WHAT NEEDS TO BE DONE: Identify every line in the rows below that contains the word "floor" and copy each of those lines.

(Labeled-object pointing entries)
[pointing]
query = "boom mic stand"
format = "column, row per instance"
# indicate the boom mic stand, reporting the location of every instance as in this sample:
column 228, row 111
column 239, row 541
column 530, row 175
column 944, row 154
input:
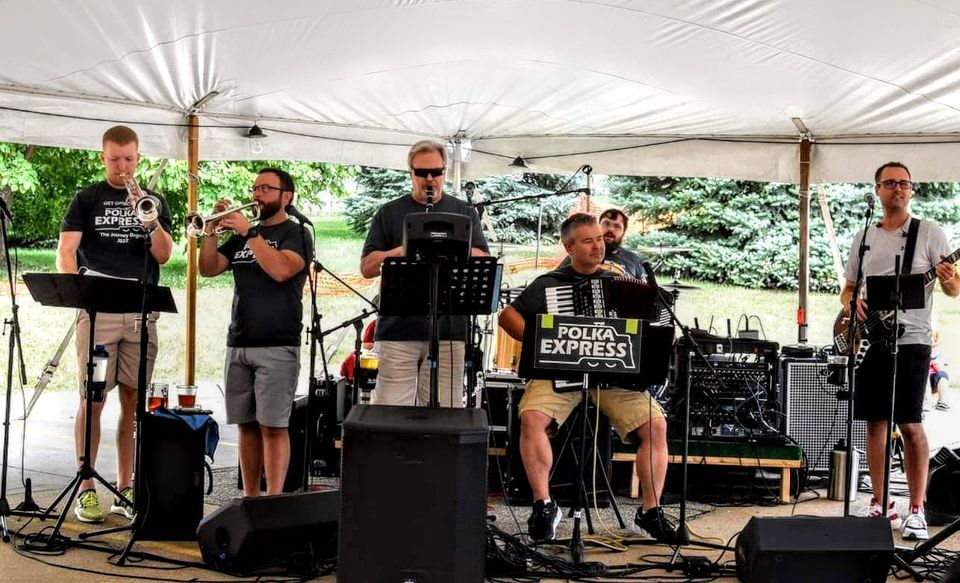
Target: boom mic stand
column 317, row 386
column 14, row 351
column 851, row 360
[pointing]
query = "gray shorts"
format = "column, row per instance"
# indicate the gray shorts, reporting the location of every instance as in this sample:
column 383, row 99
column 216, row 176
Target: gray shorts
column 260, row 384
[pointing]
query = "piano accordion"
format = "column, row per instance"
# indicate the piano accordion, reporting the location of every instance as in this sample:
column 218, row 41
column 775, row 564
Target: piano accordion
column 604, row 297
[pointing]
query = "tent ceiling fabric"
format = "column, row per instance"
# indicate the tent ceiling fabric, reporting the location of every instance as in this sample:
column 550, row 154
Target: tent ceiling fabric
column 696, row 87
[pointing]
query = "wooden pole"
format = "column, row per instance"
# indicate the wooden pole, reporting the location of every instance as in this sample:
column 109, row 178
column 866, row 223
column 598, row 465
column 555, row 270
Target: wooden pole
column 193, row 186
column 804, row 275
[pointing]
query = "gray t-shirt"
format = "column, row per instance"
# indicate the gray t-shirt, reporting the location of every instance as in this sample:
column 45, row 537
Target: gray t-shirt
column 879, row 260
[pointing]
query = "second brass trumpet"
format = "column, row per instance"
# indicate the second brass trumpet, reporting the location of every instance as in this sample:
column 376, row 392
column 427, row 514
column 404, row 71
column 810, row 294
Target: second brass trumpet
column 196, row 223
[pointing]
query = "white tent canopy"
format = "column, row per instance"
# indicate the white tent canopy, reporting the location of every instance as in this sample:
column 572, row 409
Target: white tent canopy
column 696, row 87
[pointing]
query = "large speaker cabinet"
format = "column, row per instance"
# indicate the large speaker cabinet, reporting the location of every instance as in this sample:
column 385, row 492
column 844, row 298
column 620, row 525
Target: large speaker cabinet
column 413, row 483
column 816, row 419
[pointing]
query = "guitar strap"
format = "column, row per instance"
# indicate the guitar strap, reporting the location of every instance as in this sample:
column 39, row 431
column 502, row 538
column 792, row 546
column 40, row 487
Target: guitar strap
column 911, row 245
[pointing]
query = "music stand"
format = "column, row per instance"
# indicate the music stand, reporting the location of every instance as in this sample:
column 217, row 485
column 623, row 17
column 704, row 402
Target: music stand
column 470, row 288
column 634, row 335
column 96, row 294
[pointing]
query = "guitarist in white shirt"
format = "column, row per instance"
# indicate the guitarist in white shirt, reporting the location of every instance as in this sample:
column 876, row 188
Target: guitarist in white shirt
column 886, row 239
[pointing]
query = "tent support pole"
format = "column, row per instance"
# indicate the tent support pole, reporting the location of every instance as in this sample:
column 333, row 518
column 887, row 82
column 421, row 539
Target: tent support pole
column 193, row 187
column 804, row 275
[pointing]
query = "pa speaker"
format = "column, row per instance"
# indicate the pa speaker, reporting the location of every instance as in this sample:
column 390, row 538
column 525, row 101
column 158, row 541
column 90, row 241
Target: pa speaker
column 172, row 485
column 801, row 549
column 414, row 482
column 248, row 534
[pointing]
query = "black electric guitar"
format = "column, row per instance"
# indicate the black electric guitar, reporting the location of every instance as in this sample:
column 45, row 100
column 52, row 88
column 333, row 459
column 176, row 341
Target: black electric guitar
column 876, row 328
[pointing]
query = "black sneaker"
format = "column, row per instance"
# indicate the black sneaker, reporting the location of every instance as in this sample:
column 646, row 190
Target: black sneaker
column 655, row 523
column 543, row 521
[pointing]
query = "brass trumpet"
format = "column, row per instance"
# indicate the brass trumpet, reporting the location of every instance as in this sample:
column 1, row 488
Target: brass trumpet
column 145, row 206
column 197, row 224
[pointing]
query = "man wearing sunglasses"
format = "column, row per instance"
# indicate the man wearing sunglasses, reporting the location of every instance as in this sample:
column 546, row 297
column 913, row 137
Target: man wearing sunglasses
column 887, row 239
column 403, row 377
column 263, row 343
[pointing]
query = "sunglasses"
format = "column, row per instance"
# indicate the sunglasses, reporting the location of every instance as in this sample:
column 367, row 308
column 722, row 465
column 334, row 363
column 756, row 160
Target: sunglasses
column 424, row 172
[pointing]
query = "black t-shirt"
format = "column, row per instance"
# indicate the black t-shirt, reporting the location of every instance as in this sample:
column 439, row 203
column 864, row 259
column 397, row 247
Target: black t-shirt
column 533, row 301
column 631, row 263
column 386, row 232
column 112, row 240
column 266, row 312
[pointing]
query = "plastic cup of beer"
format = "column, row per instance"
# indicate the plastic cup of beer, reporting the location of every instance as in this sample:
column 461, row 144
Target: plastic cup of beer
column 187, row 396
column 157, row 396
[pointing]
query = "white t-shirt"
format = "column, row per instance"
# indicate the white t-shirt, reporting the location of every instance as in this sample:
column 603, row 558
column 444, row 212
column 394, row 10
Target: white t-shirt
column 879, row 260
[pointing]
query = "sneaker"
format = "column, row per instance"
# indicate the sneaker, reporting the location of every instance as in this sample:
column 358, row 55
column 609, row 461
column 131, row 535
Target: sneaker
column 654, row 523
column 875, row 511
column 121, row 507
column 87, row 508
column 915, row 526
column 543, row 521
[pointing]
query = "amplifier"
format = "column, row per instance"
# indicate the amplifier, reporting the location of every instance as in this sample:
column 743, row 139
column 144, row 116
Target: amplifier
column 816, row 419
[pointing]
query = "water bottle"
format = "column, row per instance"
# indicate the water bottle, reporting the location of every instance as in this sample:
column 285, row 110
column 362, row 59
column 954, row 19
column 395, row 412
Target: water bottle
column 838, row 472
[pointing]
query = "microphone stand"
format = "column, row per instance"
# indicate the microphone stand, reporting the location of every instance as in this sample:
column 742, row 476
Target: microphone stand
column 851, row 360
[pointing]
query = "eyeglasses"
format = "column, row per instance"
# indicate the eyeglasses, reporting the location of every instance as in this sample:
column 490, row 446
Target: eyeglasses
column 424, row 172
column 264, row 188
column 903, row 184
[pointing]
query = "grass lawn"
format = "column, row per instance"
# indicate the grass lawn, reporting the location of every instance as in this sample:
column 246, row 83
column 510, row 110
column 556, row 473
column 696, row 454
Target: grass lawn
column 774, row 312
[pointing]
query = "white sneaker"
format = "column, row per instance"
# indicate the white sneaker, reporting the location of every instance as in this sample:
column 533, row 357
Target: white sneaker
column 875, row 511
column 915, row 526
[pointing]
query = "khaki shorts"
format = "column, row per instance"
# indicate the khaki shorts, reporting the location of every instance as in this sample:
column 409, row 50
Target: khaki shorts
column 120, row 335
column 627, row 410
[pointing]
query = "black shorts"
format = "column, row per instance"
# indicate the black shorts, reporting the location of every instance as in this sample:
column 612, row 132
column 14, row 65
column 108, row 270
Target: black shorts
column 872, row 398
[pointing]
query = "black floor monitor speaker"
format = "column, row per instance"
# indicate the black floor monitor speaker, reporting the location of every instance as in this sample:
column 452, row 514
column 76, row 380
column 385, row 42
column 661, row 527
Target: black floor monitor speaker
column 816, row 419
column 172, row 468
column 249, row 534
column 413, row 482
column 803, row 549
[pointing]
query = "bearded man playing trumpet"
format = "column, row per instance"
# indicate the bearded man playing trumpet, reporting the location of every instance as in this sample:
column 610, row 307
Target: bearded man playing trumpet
column 104, row 232
column 269, row 264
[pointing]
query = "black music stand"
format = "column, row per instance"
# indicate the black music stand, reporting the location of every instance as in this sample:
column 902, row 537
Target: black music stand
column 470, row 288
column 627, row 371
column 97, row 294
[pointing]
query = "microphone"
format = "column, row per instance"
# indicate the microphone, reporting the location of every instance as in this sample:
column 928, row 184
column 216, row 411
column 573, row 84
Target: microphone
column 293, row 212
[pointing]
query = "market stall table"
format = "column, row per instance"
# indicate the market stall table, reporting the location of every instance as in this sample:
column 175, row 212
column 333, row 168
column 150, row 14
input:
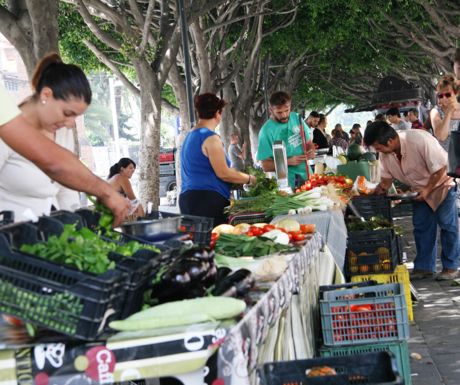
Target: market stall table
column 331, row 225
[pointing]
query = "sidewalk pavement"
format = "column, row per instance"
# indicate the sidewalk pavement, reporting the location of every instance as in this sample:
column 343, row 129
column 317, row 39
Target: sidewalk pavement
column 435, row 334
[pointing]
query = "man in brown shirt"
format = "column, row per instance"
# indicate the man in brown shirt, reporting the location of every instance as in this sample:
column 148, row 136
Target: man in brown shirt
column 416, row 158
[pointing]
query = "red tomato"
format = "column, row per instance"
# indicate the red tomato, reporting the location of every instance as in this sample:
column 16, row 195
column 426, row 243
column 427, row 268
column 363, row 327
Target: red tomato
column 12, row 320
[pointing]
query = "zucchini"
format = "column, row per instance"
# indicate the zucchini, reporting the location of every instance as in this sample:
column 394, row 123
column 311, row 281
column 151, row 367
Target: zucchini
column 184, row 312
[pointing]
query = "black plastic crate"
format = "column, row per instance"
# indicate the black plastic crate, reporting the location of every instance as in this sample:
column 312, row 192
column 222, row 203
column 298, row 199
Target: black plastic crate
column 139, row 267
column 371, row 252
column 198, row 227
column 349, row 285
column 371, row 368
column 372, row 206
column 53, row 296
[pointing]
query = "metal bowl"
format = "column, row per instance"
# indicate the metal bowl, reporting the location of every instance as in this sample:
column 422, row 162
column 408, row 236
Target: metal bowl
column 153, row 229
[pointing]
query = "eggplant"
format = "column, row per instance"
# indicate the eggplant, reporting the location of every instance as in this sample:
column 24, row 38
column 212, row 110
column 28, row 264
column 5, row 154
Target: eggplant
column 237, row 284
column 196, row 268
column 222, row 272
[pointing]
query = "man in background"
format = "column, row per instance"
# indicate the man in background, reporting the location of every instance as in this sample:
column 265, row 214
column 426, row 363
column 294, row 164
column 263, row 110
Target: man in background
column 394, row 117
column 412, row 118
column 284, row 126
column 236, row 153
column 415, row 158
column 341, row 133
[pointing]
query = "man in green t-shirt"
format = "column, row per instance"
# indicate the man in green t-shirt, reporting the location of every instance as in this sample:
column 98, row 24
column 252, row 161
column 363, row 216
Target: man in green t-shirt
column 284, row 125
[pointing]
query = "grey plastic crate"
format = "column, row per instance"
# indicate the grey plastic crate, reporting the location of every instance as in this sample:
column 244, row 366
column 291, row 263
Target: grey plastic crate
column 364, row 315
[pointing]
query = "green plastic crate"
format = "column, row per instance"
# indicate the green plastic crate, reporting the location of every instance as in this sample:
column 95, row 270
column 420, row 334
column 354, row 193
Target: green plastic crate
column 399, row 349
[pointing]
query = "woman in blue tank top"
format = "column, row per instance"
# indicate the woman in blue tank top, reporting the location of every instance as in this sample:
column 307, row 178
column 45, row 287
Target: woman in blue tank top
column 206, row 173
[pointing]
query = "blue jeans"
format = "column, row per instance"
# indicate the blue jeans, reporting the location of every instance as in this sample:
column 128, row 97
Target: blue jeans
column 426, row 222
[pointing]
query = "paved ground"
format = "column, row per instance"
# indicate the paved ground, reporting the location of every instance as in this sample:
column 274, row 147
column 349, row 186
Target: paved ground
column 435, row 334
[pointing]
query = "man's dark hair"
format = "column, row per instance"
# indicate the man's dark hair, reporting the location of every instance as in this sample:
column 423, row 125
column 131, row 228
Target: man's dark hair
column 279, row 98
column 380, row 132
column 457, row 55
column 414, row 111
column 393, row 112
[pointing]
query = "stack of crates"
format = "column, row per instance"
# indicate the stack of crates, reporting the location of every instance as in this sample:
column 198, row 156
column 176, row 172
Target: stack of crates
column 376, row 254
column 358, row 319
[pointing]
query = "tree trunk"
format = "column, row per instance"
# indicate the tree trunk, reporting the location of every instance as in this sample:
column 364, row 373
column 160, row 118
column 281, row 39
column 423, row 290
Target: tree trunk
column 181, row 95
column 149, row 179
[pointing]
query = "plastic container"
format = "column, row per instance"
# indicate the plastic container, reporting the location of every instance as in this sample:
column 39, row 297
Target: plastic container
column 371, row 368
column 371, row 252
column 372, row 206
column 342, row 286
column 400, row 275
column 399, row 349
column 56, row 297
column 249, row 218
column 138, row 268
column 364, row 315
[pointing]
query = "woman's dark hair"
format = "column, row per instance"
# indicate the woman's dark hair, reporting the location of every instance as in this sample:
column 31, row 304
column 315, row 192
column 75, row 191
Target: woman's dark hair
column 208, row 104
column 279, row 98
column 123, row 162
column 380, row 132
column 65, row 80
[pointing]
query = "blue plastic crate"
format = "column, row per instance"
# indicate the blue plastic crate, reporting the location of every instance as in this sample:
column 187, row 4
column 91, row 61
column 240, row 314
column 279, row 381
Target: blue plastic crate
column 364, row 315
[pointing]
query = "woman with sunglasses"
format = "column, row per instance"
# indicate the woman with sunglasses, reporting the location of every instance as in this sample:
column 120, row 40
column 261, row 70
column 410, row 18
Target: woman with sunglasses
column 445, row 117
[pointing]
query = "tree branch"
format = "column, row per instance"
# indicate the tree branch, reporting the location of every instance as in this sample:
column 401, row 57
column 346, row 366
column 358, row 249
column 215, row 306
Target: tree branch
column 108, row 63
column 92, row 25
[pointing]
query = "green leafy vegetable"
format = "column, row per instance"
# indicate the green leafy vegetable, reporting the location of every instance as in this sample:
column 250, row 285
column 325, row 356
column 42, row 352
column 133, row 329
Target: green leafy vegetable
column 263, row 184
column 83, row 249
column 233, row 245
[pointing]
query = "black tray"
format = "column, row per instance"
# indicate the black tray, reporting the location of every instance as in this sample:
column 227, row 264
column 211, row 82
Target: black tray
column 370, row 368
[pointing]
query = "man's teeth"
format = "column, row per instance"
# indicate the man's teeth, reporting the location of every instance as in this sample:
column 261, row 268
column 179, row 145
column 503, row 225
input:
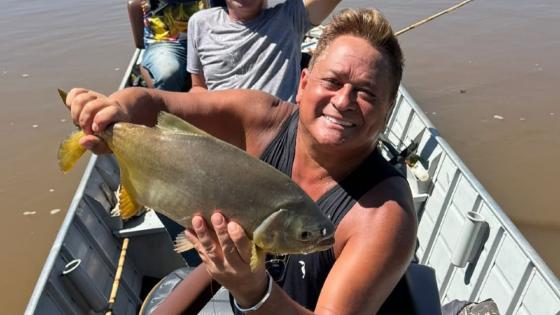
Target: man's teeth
column 339, row 122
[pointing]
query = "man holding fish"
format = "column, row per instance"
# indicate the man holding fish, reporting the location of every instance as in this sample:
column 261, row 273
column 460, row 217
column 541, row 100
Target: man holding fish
column 327, row 144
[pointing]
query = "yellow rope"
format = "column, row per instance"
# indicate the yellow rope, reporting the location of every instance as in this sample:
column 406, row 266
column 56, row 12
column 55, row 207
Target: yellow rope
column 406, row 29
column 117, row 280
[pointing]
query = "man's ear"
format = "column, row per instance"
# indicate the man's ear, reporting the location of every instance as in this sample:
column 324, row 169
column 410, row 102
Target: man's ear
column 302, row 83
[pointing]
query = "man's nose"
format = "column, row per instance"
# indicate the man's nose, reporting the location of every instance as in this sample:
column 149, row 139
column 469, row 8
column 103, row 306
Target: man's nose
column 345, row 98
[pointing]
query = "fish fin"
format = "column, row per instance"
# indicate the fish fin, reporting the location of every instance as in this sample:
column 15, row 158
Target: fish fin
column 170, row 122
column 182, row 244
column 128, row 207
column 63, row 95
column 70, row 151
column 257, row 257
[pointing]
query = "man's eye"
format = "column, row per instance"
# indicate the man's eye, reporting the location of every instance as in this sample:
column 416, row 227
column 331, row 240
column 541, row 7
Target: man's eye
column 332, row 83
column 366, row 95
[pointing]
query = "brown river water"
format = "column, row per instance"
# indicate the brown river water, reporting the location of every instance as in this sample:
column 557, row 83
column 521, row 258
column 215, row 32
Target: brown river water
column 487, row 75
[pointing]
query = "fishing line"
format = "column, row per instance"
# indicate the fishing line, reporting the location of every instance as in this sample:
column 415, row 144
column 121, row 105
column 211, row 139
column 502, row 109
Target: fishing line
column 428, row 19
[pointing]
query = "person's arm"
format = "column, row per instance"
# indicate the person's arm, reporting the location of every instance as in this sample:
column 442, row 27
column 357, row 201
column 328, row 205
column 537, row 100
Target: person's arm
column 379, row 235
column 244, row 118
column 198, row 83
column 318, row 10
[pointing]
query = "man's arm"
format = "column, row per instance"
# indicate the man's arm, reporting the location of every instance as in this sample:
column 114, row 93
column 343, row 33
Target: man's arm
column 198, row 83
column 244, row 118
column 377, row 237
column 318, row 10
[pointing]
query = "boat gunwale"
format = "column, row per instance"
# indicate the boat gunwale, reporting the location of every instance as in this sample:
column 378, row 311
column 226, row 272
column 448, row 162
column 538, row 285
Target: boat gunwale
column 504, row 220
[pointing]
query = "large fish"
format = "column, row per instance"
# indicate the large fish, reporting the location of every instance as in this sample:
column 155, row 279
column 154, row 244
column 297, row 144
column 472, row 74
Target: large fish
column 180, row 170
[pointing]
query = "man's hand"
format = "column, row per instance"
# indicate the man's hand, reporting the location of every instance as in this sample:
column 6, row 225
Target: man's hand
column 226, row 252
column 93, row 112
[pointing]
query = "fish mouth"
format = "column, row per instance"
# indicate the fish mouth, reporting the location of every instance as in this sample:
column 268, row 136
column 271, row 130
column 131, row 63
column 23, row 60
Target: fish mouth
column 326, row 242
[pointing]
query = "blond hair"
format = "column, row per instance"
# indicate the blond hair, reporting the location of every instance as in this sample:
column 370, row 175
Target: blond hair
column 370, row 25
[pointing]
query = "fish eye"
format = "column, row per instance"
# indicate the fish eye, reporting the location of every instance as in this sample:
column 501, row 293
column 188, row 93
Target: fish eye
column 305, row 235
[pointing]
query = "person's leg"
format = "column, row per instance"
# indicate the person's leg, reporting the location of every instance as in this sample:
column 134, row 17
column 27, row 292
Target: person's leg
column 166, row 63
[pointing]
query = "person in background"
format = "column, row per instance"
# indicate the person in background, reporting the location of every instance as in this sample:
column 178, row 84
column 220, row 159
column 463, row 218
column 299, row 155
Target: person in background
column 327, row 144
column 249, row 45
column 165, row 40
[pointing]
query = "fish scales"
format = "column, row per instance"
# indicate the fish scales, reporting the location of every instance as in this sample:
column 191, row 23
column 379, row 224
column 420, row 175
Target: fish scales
column 179, row 170
column 204, row 173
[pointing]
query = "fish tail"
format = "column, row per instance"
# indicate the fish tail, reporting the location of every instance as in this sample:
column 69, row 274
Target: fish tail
column 128, row 207
column 257, row 257
column 182, row 244
column 70, row 151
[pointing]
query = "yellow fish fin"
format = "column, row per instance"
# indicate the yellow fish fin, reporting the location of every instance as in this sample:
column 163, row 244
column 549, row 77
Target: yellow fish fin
column 70, row 151
column 257, row 257
column 182, row 244
column 63, row 95
column 128, row 207
column 170, row 122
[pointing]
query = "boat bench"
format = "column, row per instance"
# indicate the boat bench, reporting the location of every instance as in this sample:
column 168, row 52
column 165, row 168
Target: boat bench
column 147, row 223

COMPLETE OUTPUT:
query = "black floor monitor speaker"
# indicate the black floor monitor speaker, reporting the location of every instance as in this sample:
Target: black floor monitor speaker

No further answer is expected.